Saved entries
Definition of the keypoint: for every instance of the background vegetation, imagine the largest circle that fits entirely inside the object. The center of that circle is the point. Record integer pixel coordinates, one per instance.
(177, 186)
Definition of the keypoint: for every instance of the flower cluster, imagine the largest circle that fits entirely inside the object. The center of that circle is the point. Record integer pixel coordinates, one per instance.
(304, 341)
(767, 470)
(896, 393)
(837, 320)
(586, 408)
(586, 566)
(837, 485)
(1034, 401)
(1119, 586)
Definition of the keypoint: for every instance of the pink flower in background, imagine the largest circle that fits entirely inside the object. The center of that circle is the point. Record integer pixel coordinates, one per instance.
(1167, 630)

> **TASK STATEMENT**: An exact reproduction of the data is required. Leave nothing out.

> **EXERCISE RESPONSE**:
Definition of the keypoint: for every instance of the background vegetation, imagine the largest circle that fits entirely inside the object. The center of that circle is the point. Record integer pixel coordinates, one per instance.
(177, 186)
Definition of the keypoint: for every instance of the flower cluster, imagine the largest circle that fits entirely inside the object. The center of that circle is the point. Record integer pixel coordinates, one per instance.
(304, 341)
(767, 470)
(896, 393)
(837, 320)
(586, 408)
(586, 566)
(837, 485)
(1034, 401)
(1119, 586)
Definition of the keypoint: for every instance of the pink flower in background, imagine the largest circle that fits entirely inside the object. The center of that circle is the point. Record integer pixel coordinates, one per instance.
(1167, 630)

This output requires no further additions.